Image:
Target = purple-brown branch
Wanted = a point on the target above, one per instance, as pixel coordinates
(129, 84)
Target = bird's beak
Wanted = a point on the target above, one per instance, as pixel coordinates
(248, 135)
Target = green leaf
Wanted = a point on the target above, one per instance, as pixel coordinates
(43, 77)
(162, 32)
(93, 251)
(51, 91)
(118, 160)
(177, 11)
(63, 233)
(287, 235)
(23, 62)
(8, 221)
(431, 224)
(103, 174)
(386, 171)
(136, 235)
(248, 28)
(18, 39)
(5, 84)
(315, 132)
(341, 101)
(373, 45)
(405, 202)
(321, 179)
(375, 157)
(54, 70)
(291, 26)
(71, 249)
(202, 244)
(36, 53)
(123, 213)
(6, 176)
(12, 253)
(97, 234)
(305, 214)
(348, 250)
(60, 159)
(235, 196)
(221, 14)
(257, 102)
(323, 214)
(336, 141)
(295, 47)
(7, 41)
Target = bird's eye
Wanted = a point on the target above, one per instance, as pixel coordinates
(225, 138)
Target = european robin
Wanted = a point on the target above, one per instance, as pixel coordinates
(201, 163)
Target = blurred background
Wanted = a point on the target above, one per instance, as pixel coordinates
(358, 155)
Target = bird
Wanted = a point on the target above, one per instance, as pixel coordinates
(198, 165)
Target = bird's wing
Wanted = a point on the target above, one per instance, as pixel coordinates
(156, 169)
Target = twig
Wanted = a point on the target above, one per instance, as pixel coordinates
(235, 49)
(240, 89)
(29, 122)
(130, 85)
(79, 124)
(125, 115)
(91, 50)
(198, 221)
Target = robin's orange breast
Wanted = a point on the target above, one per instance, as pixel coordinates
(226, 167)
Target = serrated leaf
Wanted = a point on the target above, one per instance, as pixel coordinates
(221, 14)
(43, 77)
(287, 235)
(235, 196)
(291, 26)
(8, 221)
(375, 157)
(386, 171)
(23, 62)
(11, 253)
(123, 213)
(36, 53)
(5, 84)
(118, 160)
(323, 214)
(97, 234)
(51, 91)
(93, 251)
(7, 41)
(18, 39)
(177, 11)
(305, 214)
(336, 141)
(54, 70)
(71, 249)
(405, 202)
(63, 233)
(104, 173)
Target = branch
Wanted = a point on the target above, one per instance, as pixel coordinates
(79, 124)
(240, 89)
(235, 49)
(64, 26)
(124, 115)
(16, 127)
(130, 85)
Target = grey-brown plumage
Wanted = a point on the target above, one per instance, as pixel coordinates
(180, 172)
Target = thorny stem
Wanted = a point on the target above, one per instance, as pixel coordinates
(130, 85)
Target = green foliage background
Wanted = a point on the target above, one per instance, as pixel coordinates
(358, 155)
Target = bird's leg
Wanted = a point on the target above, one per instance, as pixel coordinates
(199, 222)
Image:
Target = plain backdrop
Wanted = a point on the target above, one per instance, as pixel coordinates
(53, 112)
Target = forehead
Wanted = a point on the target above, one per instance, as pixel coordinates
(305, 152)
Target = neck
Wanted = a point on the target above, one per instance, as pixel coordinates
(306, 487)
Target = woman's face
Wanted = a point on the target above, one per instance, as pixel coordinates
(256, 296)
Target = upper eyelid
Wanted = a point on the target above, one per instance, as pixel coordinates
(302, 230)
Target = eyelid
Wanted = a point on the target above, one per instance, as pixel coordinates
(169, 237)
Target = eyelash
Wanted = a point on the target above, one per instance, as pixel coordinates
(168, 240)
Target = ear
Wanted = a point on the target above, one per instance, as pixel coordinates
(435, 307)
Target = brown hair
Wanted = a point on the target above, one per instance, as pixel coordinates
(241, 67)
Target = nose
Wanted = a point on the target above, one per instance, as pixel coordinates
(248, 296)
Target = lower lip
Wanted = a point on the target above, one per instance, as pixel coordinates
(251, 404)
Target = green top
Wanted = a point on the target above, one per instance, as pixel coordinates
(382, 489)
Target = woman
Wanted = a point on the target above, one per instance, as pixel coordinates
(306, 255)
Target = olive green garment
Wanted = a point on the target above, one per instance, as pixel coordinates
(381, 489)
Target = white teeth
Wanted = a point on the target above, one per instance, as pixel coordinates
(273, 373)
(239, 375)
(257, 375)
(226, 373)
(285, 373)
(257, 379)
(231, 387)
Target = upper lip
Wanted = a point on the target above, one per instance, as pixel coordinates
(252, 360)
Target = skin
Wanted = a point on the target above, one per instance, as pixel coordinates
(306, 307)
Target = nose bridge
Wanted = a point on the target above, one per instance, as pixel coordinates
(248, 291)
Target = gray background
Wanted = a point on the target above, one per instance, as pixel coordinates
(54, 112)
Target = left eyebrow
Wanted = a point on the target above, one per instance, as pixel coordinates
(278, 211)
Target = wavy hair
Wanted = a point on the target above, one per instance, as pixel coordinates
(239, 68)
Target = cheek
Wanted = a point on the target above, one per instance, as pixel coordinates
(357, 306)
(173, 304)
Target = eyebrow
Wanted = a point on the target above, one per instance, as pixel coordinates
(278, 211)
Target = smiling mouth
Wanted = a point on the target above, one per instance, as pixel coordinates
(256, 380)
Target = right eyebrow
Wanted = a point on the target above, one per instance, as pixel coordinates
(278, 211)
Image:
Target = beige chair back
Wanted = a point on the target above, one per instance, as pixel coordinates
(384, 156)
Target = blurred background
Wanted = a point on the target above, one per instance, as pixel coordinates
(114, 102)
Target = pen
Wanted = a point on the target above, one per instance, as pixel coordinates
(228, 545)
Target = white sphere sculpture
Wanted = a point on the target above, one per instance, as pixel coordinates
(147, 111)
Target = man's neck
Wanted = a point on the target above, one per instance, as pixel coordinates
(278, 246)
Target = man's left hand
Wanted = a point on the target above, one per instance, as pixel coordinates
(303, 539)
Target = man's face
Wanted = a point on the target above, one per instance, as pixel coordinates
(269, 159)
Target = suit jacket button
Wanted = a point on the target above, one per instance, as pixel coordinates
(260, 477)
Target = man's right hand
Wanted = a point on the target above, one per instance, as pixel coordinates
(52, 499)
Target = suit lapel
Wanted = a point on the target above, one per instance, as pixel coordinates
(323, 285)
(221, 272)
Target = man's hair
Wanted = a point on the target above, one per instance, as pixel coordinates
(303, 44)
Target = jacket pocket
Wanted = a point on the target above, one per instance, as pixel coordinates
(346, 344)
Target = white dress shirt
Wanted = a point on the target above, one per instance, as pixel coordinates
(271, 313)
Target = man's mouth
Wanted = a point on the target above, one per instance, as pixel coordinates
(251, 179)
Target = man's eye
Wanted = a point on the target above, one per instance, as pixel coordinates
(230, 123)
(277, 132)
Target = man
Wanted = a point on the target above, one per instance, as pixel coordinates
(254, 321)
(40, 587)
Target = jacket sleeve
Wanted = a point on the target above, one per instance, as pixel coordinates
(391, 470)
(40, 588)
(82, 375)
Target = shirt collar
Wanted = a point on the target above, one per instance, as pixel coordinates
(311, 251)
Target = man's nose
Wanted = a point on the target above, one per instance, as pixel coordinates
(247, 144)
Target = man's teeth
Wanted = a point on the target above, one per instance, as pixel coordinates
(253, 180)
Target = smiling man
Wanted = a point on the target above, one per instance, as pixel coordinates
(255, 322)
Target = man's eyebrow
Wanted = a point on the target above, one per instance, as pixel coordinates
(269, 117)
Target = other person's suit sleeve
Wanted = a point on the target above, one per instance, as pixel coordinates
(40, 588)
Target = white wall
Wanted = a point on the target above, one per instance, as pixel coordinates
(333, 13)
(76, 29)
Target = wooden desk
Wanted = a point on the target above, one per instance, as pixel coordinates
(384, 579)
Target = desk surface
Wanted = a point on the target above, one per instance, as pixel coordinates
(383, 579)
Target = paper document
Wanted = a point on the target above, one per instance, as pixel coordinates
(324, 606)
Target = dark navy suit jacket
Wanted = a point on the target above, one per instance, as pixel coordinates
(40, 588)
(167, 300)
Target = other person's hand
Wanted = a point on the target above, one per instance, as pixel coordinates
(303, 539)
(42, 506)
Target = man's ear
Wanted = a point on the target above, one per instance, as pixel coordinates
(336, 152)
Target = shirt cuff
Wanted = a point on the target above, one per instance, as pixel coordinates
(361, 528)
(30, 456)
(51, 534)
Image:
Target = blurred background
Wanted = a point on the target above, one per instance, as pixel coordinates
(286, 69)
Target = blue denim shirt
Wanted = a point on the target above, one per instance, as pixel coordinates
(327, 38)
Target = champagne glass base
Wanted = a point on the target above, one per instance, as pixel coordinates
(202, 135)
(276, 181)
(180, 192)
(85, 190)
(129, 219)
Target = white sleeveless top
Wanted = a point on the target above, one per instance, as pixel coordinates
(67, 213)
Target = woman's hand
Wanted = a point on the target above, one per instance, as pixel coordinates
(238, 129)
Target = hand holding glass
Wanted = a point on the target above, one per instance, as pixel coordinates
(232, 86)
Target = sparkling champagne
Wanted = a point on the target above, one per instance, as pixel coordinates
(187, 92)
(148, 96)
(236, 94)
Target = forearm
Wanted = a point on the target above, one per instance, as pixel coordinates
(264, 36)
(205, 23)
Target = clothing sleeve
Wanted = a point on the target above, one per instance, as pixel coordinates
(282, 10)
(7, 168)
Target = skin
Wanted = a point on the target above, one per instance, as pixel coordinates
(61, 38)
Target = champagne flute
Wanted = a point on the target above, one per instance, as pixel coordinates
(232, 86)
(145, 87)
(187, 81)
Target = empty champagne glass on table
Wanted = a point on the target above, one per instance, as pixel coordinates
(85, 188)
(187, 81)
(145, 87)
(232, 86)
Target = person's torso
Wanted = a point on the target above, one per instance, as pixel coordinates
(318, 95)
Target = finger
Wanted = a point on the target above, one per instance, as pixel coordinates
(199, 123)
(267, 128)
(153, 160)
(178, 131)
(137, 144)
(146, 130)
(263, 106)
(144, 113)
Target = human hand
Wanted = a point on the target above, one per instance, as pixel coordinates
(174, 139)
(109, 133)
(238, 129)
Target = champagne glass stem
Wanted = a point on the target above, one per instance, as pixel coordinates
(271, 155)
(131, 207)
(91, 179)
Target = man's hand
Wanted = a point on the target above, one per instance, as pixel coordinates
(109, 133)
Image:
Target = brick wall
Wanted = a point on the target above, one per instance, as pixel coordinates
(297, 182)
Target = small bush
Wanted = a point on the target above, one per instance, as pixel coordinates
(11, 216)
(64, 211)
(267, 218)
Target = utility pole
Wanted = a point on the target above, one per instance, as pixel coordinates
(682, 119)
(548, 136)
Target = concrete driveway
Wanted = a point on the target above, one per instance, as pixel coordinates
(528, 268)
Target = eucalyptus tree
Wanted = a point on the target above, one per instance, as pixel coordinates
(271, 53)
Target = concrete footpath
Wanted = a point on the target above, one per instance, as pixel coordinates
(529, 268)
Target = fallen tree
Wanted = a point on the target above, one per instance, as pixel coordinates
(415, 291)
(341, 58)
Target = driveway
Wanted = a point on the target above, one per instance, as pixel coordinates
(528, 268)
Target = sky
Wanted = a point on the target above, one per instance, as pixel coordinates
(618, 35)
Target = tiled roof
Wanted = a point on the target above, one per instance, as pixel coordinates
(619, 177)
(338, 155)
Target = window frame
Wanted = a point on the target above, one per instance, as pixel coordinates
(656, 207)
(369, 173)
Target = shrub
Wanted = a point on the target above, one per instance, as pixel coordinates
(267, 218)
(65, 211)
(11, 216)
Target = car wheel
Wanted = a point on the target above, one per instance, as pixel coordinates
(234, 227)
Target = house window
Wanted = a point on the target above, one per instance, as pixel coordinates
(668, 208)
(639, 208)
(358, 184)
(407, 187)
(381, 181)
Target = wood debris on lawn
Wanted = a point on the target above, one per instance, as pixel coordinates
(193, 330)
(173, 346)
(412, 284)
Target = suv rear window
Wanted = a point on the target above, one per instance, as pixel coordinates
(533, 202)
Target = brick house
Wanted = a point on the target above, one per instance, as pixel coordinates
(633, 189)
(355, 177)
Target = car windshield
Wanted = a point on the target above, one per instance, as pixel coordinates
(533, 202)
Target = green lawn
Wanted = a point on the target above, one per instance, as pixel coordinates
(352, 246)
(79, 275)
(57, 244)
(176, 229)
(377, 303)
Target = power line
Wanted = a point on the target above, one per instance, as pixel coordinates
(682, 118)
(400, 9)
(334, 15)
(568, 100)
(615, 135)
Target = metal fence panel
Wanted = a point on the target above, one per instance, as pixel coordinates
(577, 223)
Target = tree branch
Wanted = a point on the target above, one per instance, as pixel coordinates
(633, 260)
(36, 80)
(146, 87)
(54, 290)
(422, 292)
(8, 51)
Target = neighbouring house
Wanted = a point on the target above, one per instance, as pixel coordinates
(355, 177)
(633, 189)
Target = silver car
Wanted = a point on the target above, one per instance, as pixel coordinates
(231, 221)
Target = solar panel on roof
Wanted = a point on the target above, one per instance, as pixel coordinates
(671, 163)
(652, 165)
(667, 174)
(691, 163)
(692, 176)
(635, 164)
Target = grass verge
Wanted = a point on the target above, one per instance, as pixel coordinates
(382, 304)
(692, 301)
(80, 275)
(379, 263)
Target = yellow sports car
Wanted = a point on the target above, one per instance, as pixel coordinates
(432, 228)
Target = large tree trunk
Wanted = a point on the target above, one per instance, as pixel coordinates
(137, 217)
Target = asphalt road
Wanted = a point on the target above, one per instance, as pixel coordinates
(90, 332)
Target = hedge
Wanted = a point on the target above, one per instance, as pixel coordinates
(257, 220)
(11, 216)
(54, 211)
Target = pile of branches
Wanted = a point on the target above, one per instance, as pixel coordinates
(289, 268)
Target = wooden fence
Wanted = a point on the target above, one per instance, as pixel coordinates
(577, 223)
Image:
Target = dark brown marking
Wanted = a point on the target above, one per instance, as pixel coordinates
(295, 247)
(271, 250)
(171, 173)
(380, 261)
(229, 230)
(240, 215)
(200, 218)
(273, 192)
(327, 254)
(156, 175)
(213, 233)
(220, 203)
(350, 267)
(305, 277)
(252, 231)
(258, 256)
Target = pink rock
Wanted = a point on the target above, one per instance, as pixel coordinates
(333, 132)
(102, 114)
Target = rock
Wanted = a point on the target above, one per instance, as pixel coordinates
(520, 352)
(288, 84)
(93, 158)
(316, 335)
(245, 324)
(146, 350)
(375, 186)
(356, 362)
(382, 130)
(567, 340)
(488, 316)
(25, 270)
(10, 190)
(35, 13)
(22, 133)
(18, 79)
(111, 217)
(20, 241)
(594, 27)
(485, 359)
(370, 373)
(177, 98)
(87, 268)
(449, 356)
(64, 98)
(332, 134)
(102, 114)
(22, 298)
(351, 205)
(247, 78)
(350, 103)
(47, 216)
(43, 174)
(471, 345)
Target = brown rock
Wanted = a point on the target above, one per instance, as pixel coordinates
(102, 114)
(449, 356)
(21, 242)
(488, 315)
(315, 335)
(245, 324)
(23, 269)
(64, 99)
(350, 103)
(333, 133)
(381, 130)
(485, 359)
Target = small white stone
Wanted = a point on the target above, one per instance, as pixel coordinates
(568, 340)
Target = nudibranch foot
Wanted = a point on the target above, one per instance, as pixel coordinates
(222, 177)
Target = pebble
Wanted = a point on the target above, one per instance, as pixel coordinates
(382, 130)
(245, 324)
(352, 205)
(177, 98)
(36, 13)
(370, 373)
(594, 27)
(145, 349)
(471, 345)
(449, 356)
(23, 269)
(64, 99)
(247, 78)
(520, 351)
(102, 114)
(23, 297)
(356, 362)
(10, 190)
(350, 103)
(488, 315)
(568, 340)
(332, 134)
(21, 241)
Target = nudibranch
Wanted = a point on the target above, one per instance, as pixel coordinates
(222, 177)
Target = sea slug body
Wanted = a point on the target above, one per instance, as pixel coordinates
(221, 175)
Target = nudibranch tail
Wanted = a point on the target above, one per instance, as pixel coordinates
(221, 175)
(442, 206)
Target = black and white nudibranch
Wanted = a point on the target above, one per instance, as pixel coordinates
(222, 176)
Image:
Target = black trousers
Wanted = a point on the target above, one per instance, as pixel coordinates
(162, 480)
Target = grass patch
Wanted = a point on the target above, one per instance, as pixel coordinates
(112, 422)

────────

#### Task
Copy exactly the lines of the listing above, beginning at the line with "Target = sea slug body" and ending at its final line; write out nothing else.

#### Written solution
Target = sea slug body
Wanted = a point on the target above, one per instance, as pixel coordinates
(221, 175)
Target = nudibranch tail
Wanted = a point on the target above, one per instance, as pixel coordinates
(221, 175)
(442, 206)
Target = black and white nudibranch
Wanted = a point on the target above, one per instance, as pixel coordinates
(222, 176)
Image:
Target = black trousers
Wanted = a point on the target above, one per instance, as pixel coordinates
(162, 480)
Target = grass patch
Wanted = a point on the target above, one per instance, as pixel coordinates
(112, 422)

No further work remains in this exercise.